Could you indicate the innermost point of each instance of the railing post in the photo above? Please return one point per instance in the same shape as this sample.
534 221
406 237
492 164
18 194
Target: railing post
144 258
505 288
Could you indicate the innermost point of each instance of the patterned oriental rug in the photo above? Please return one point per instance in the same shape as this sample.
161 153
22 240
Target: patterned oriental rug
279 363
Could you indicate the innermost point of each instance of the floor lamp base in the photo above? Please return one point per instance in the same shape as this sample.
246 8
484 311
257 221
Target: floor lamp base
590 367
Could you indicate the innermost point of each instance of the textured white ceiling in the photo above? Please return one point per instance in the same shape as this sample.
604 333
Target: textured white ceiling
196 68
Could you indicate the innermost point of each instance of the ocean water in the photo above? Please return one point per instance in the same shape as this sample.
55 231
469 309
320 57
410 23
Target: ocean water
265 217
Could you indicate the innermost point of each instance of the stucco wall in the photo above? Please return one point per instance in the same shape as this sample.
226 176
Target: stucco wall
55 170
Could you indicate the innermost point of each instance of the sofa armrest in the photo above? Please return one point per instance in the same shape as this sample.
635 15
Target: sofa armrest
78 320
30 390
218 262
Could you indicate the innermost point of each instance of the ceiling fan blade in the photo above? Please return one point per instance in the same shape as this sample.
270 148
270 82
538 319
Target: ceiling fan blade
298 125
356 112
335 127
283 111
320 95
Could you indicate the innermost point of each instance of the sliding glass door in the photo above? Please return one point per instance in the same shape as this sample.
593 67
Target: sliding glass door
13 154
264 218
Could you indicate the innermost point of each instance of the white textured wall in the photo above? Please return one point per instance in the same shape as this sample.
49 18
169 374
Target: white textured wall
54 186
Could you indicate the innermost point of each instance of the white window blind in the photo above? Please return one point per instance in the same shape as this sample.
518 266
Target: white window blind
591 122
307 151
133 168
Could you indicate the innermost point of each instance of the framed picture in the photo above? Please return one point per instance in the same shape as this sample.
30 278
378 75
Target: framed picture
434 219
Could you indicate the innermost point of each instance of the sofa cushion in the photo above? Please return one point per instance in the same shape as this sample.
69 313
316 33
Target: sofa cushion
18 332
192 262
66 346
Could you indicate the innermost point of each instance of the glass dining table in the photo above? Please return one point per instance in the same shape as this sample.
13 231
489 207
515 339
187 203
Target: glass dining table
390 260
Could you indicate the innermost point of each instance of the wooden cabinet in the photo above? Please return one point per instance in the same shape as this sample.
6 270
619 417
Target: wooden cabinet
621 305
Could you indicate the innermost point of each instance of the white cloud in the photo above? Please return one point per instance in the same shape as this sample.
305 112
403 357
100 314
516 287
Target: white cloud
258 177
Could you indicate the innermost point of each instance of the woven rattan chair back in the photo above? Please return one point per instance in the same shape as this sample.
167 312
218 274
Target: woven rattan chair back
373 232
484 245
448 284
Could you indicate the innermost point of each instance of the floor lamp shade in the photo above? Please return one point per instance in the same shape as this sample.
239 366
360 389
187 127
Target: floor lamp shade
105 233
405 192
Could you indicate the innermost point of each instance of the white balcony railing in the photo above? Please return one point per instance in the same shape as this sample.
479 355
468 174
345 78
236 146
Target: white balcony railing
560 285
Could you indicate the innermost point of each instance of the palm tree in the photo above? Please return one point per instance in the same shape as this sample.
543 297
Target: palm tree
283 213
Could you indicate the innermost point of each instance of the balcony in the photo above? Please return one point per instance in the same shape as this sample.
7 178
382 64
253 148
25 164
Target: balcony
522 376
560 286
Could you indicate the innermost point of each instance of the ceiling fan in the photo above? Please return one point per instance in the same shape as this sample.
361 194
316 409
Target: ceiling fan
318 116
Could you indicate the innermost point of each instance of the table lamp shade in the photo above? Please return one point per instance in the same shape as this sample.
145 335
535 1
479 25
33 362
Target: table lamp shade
- - -
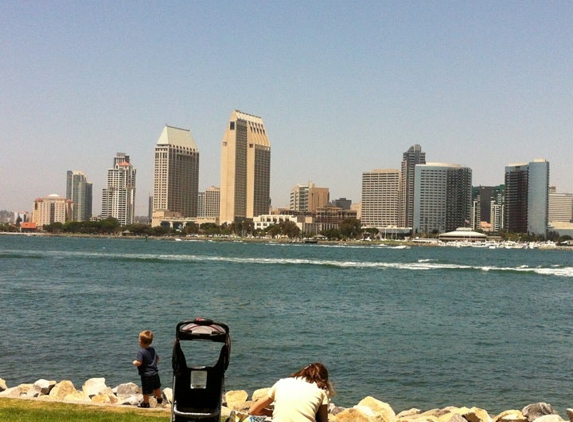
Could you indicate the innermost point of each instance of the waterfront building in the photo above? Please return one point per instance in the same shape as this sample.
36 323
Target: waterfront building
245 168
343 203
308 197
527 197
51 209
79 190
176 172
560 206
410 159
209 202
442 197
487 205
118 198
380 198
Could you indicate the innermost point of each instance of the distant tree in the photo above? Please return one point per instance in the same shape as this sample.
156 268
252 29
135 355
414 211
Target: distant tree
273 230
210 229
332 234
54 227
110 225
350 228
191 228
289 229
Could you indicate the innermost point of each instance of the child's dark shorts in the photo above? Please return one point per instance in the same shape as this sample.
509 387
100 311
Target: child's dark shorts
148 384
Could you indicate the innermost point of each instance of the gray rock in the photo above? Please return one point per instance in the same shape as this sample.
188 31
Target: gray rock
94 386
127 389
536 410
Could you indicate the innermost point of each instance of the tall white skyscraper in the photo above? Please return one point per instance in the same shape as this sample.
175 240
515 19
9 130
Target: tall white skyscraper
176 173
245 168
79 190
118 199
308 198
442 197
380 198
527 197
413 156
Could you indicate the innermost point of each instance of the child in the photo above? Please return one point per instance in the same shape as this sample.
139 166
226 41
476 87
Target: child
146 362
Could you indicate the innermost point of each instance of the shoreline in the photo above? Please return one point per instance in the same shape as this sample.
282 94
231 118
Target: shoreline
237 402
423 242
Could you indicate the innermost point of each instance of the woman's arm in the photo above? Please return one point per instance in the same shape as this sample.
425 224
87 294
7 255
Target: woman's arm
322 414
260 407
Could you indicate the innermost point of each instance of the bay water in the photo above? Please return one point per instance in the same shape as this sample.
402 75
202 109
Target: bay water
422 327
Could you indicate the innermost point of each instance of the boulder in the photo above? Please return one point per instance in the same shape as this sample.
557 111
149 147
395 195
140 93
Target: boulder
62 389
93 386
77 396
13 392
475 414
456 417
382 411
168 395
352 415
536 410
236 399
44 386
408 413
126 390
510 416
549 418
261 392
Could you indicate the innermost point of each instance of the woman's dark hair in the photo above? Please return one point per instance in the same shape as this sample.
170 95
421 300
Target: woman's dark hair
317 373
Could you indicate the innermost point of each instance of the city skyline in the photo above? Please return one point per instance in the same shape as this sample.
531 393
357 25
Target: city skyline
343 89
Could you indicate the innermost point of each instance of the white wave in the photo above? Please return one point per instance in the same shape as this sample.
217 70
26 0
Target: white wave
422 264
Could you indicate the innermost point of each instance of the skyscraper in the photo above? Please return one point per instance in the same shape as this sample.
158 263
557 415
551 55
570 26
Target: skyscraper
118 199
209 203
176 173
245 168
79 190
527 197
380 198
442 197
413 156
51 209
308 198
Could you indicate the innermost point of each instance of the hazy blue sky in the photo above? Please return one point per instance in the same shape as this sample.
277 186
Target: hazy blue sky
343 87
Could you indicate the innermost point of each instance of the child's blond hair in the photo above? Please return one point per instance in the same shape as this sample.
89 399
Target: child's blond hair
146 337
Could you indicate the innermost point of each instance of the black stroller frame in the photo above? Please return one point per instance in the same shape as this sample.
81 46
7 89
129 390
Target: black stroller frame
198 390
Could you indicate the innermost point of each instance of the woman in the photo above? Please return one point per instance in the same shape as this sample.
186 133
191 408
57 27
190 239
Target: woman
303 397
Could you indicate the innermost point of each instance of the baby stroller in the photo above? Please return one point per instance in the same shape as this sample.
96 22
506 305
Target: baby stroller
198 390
- - -
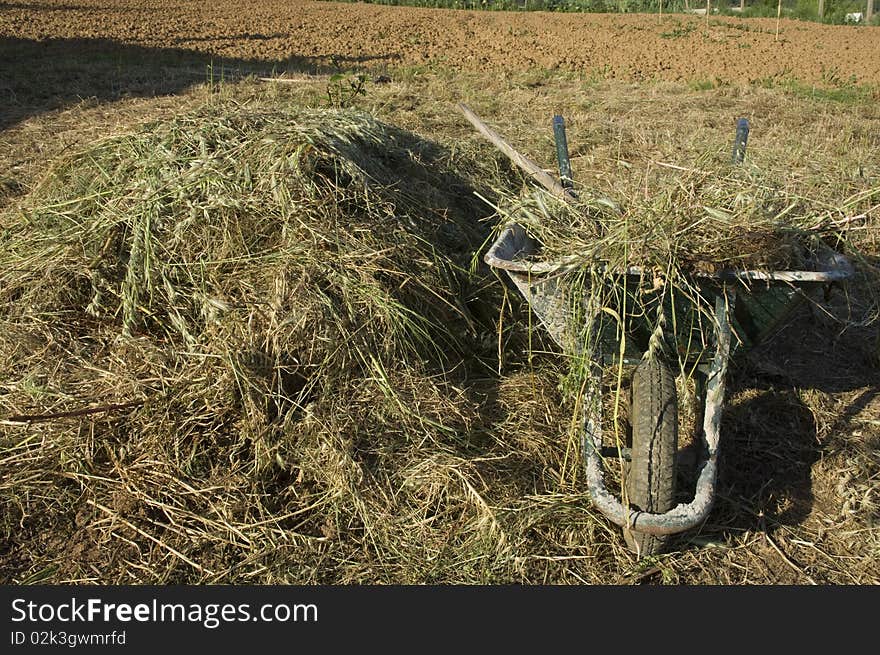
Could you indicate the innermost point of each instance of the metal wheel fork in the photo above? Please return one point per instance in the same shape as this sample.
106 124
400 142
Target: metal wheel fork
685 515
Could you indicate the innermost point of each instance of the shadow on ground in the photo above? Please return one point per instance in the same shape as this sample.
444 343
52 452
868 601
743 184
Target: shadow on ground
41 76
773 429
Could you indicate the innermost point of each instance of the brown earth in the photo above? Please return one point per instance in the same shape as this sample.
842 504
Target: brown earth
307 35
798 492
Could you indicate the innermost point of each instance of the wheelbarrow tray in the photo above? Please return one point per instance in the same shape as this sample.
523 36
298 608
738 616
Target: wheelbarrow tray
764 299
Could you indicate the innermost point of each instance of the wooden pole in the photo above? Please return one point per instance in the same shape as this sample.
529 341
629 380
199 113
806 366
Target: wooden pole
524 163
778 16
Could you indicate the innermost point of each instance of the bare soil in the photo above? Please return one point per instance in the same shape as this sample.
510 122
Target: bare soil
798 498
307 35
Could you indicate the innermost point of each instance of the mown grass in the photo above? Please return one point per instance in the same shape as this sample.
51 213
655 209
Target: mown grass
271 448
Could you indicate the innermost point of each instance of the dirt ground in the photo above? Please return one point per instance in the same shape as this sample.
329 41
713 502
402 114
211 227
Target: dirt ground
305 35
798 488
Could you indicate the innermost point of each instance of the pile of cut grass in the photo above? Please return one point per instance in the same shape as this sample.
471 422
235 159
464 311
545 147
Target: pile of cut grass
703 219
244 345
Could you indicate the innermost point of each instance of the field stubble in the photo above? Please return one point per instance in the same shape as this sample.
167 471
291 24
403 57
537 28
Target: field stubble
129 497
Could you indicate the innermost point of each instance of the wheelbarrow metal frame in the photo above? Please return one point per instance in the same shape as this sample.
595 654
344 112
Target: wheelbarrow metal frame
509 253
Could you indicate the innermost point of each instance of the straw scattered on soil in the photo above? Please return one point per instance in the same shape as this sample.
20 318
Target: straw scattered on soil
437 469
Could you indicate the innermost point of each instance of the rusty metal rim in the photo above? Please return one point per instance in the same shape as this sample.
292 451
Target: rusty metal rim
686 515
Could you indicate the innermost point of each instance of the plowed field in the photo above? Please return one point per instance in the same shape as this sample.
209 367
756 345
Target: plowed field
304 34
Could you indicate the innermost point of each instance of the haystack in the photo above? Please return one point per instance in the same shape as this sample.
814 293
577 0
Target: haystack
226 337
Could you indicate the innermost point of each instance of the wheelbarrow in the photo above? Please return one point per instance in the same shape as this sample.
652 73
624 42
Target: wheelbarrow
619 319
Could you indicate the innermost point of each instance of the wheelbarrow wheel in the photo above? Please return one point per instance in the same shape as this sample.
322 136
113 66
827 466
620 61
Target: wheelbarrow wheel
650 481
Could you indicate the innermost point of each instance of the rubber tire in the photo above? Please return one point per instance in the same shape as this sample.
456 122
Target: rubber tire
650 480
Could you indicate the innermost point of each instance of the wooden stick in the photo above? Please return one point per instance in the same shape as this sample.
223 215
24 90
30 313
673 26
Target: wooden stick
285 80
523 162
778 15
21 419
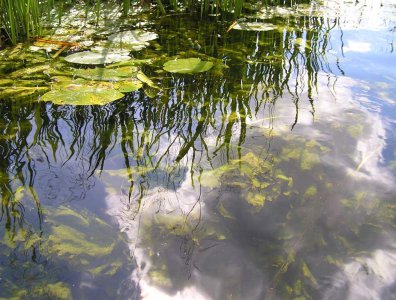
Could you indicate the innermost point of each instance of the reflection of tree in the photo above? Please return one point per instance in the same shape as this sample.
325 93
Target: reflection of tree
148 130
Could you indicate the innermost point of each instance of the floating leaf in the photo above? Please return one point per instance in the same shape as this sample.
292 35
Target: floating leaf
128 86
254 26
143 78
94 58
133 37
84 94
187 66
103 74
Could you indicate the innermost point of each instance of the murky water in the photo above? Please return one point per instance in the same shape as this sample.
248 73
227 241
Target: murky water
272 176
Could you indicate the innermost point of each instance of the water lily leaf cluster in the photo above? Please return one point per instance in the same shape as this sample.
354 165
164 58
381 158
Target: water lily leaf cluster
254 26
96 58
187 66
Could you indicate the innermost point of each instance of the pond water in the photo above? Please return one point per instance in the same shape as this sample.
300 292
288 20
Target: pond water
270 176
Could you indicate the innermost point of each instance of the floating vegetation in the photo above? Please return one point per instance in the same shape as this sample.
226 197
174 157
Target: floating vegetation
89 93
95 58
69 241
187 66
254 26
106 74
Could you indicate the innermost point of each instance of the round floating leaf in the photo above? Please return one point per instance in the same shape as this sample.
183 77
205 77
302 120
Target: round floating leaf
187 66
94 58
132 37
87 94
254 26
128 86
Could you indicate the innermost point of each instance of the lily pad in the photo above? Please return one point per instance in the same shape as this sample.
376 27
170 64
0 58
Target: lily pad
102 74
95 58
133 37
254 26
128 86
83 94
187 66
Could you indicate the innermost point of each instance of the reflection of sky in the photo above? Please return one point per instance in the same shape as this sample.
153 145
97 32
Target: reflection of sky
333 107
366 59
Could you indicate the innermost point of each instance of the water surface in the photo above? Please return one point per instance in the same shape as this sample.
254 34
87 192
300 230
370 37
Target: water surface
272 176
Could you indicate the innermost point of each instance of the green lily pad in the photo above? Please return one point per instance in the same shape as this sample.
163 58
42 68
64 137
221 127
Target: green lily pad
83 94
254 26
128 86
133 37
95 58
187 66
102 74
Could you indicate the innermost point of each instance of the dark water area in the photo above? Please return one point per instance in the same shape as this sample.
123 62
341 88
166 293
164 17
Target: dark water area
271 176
- - -
TASK DESCRIPTION: Filter the lines above, keeping every line that contains the string "wheelbarrow", and copy each of those lines out in full.

RESULT:
Could you indicate the innermost point of each instance of the wheelbarrow tray in the photo above? Please return one point per instance in the same shape as this sample.
Target: wheelbarrow tray
Could you indicate the innermost point of each instance of the wheelbarrow metal frame in the photo above? Please return one point per instance in the same shape as this sample.
Target: wheelbarrow metal frame
Could you indicate the innermost point of each instance of the wheelbarrow in the photo above? Please return one point per instance in the same shape as this sample.
Target: wheelbarrow
Could you indicate the innermost point of each instance of the wheelbarrow wheel in the photo above? Please return one point per instance in the same shape as this sample.
Target: wheelbarrow wheel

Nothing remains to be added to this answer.